— Short problem —
Give back the whole listing exactly as shown.

— Data for processing —
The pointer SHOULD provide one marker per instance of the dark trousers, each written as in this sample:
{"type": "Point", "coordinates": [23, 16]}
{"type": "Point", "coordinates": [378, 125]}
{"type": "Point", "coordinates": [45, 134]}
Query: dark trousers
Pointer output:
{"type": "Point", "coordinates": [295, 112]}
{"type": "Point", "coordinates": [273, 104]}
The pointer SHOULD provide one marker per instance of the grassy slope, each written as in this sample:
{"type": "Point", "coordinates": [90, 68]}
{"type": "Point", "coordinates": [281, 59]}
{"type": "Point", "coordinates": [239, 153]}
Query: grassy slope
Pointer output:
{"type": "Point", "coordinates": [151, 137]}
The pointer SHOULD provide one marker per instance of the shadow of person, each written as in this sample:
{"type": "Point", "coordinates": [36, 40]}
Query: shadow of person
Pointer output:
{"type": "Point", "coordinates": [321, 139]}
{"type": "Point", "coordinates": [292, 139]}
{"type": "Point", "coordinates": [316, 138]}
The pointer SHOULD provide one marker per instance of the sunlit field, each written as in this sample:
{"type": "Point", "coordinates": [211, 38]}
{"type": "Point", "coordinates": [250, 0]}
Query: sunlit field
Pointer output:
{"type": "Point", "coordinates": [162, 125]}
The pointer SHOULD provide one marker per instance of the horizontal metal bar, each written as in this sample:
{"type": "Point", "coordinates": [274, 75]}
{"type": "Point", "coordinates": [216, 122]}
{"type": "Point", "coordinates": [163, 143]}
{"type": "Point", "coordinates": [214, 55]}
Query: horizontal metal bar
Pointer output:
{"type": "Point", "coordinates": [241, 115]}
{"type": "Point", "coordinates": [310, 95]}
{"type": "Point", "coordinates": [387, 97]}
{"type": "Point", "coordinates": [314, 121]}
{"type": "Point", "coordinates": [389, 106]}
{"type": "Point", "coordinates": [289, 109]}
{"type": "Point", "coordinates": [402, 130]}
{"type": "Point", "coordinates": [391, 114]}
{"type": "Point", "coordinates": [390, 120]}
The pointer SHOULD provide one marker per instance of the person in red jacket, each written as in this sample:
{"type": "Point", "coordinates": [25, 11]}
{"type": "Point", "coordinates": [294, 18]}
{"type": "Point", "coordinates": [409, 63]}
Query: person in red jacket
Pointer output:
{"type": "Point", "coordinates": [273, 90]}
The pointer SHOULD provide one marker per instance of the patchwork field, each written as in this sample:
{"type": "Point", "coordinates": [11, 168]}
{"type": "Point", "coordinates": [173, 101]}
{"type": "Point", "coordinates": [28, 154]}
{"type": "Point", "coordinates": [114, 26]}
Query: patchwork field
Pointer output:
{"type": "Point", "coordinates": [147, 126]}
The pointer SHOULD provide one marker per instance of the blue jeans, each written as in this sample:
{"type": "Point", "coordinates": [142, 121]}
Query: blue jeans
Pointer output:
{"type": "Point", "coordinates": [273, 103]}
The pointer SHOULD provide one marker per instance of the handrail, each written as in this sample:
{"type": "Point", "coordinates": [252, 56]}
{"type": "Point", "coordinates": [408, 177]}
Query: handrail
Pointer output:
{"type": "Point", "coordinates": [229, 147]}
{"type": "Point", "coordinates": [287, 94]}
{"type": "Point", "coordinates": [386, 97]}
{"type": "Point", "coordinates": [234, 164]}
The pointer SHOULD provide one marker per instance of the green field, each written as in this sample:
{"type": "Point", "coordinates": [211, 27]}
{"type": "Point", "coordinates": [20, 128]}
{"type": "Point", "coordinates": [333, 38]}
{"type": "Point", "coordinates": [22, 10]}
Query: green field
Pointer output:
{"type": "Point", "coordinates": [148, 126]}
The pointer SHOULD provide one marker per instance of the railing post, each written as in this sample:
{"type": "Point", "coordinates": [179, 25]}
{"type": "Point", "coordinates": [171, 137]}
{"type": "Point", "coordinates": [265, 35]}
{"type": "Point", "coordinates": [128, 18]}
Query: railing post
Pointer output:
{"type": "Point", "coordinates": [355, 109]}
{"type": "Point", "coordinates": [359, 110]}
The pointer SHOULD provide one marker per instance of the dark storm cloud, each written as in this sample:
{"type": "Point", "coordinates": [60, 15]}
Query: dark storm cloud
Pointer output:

— Result for this exercise —
The pointer SHOULD provide one marker per instance of the dark trousers, each written as in this sample:
{"type": "Point", "coordinates": [23, 16]}
{"type": "Point", "coordinates": [378, 125]}
{"type": "Point", "coordinates": [45, 134]}
Query: dark trousers
Pointer output:
{"type": "Point", "coordinates": [295, 112]}
{"type": "Point", "coordinates": [273, 104]}
The pointer SHOULD provide one marker per instance of the grassy slope, each written as in this sample:
{"type": "Point", "coordinates": [90, 68]}
{"type": "Point", "coordinates": [281, 59]}
{"type": "Point", "coordinates": [239, 153]}
Query: grassy slope
Pointer output:
{"type": "Point", "coordinates": [151, 137]}
The pointer SHOULD provide one marker per instance of the shadow of person, each written as in this sample:
{"type": "Point", "coordinates": [36, 40]}
Query: shadow of person
Pointer output:
{"type": "Point", "coordinates": [321, 139]}
{"type": "Point", "coordinates": [292, 139]}
{"type": "Point", "coordinates": [316, 138]}
The pointer SHOULD provide one marker per instance of the sunlit field, each written as in this sample:
{"type": "Point", "coordinates": [211, 38]}
{"type": "Point", "coordinates": [250, 0]}
Query: sunlit field
Pointer output:
{"type": "Point", "coordinates": [162, 125]}
The pointer SHOULD provide one marker per instance of the horizontal metal bar, each written as in this sample:
{"type": "Point", "coordinates": [274, 75]}
{"type": "Point", "coordinates": [216, 122]}
{"type": "Point", "coordinates": [163, 143]}
{"type": "Point", "coordinates": [214, 55]}
Query: horizontal metal bar
Pointer output:
{"type": "Point", "coordinates": [241, 115]}
{"type": "Point", "coordinates": [310, 95]}
{"type": "Point", "coordinates": [387, 97]}
{"type": "Point", "coordinates": [314, 121]}
{"type": "Point", "coordinates": [389, 106]}
{"type": "Point", "coordinates": [289, 109]}
{"type": "Point", "coordinates": [402, 130]}
{"type": "Point", "coordinates": [391, 114]}
{"type": "Point", "coordinates": [390, 120]}
The pointer SHOULD provide one marker per instance of the person in red jacket, each written as in this sample:
{"type": "Point", "coordinates": [25, 11]}
{"type": "Point", "coordinates": [294, 18]}
{"type": "Point", "coordinates": [409, 63]}
Query: person in red jacket
Pointer output:
{"type": "Point", "coordinates": [273, 90]}
The pointer SHOULD provide one marker per instance of the patchwork field, each written as in this sample:
{"type": "Point", "coordinates": [11, 168]}
{"type": "Point", "coordinates": [173, 101]}
{"type": "Point", "coordinates": [28, 154]}
{"type": "Point", "coordinates": [114, 26]}
Query: patchwork field
Pointer output:
{"type": "Point", "coordinates": [147, 126]}
The pointer SHOULD provide one marker per instance of the blue jeans, each written as in this sample:
{"type": "Point", "coordinates": [142, 121]}
Query: blue jeans
Pointer output:
{"type": "Point", "coordinates": [273, 103]}
The pointer SHOULD provide one marker per instance of the handrail, each written as in this sample:
{"type": "Point", "coordinates": [252, 56]}
{"type": "Point", "coordinates": [408, 177]}
Query: handrail
Pointer output:
{"type": "Point", "coordinates": [229, 147]}
{"type": "Point", "coordinates": [287, 94]}
{"type": "Point", "coordinates": [386, 97]}
{"type": "Point", "coordinates": [234, 164]}
The pointer SHOULD provide one marker per instance of the green field, each written as in this sample:
{"type": "Point", "coordinates": [211, 27]}
{"type": "Point", "coordinates": [20, 128]}
{"type": "Point", "coordinates": [333, 38]}
{"type": "Point", "coordinates": [22, 10]}
Query: green field
Pointer output:
{"type": "Point", "coordinates": [148, 126]}
The pointer SHOULD provide one marker per instance of the railing post, each written as in this sample:
{"type": "Point", "coordinates": [179, 25]}
{"type": "Point", "coordinates": [171, 137]}
{"type": "Point", "coordinates": [265, 35]}
{"type": "Point", "coordinates": [128, 18]}
Query: railing post
Pointer output:
{"type": "Point", "coordinates": [355, 109]}
{"type": "Point", "coordinates": [359, 110]}
The pointer SHOULD provide one marker per instance of the dark storm cloud, each written as in this sample:
{"type": "Point", "coordinates": [60, 15]}
Query: dark storm cloud
Pointer output:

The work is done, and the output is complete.